Short task: Turn each line of the items below into a string in a single JSON list, one string per line, leaving out blank lines.

-----

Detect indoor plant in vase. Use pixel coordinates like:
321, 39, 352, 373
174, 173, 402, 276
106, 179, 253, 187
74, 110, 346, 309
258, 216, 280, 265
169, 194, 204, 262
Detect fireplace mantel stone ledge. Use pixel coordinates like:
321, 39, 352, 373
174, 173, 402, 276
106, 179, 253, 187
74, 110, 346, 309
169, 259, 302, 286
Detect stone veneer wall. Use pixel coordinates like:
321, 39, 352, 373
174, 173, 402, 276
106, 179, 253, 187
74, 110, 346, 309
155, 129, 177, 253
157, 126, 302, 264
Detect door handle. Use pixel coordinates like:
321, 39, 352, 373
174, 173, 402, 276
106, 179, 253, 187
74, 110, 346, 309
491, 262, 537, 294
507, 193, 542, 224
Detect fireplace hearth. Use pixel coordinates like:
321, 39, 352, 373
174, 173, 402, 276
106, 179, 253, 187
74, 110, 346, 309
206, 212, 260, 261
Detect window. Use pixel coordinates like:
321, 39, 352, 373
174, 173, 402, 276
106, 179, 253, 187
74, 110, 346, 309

-----

Solution for this problem:
[
  "Detect indoor plant in vase. Use pixel coordinates like:",
  "321, 39, 352, 373",
  "174, 173, 402, 276",
  "106, 179, 253, 187",
  "74, 110, 346, 309",
  "258, 216, 280, 265",
  "169, 194, 204, 262",
  "Detect fireplace mantel stone ledge. Use pixel coordinates like:",
  "321, 39, 352, 373",
  "174, 173, 402, 276",
  "106, 179, 253, 187",
  "74, 110, 346, 309",
  "169, 259, 302, 286",
  "Detect stone veneer wall. Use pixel coordinates like:",
  "321, 39, 352, 373",
  "174, 173, 402, 276",
  "106, 179, 253, 187",
  "74, 110, 346, 309",
  "155, 129, 177, 253",
  "157, 126, 302, 264",
  "Detect door handle. Use pixel coordinates like:",
  "321, 39, 352, 373",
  "174, 173, 402, 276",
  "106, 179, 253, 187",
  "74, 110, 346, 309",
  "491, 262, 537, 294",
  "507, 193, 542, 224",
  "Detect fireplace hearth. Use pixel coordinates like:",
  "321, 39, 352, 373",
  "174, 173, 402, 276",
  "106, 179, 253, 187",
  "74, 110, 346, 309",
  "206, 212, 260, 261",
  "Detect window. Use pixel coordinates like:",
  "321, 39, 352, 373",
  "174, 173, 402, 276",
  "106, 179, 253, 187",
  "74, 110, 346, 309"
]